▶ WHAT YOU ARE ASKED TO DO
Take the entries below and print only the lines from the one with "Indicate every instance of the shirt" through the one with "Indicate every instance of the man's ear", exactly as they stand, both ends included.

▶ DATA SECTION
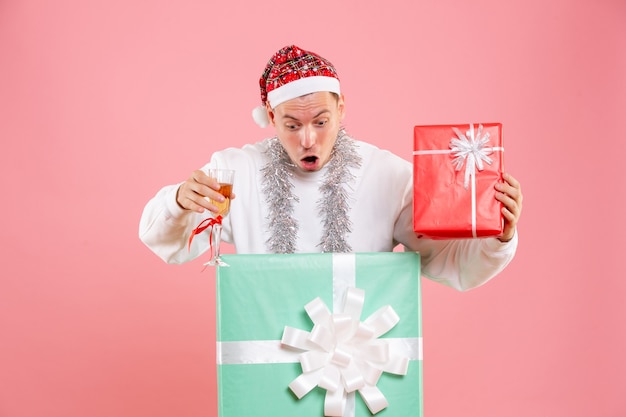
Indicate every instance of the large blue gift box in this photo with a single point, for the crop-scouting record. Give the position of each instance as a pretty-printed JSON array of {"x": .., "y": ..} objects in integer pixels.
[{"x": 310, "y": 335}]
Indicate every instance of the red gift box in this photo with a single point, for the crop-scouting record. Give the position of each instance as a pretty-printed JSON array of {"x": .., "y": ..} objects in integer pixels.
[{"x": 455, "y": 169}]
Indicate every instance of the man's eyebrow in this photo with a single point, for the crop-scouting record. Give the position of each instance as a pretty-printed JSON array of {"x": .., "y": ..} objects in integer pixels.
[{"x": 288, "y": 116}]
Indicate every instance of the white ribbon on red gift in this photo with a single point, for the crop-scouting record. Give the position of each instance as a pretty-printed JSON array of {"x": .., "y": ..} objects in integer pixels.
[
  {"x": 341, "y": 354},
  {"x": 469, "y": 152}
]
==
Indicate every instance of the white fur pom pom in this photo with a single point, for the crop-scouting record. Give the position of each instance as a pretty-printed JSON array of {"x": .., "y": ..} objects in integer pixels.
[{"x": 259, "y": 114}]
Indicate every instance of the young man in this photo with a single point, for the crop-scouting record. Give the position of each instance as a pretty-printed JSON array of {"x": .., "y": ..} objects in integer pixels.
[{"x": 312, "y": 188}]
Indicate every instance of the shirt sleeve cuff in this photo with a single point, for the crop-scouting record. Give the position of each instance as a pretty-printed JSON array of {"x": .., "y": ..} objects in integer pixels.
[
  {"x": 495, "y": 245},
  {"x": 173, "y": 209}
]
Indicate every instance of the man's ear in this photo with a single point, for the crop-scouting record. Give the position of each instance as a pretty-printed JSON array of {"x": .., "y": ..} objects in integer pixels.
--
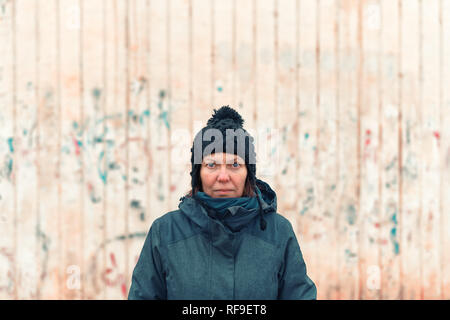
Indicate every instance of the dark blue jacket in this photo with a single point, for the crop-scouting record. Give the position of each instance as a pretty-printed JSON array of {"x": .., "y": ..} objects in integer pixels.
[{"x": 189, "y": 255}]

▶ ANSWER BOX
Indicate every instance of the shirt sleeve cuff in this photo with a single point, for the crop-scouting record. Give the position of each instance as a pretty-printed JSON array of {"x": .., "y": ..} objects in integer pixels.
[
  {"x": 495, "y": 245},
  {"x": 173, "y": 209}
]
Indicate every instance of the man's ear in this photo with a single point, for the crop-scouting record. Give the position of each instance as a pretty-printed JSON array of {"x": .., "y": ..} objects in integer pixels.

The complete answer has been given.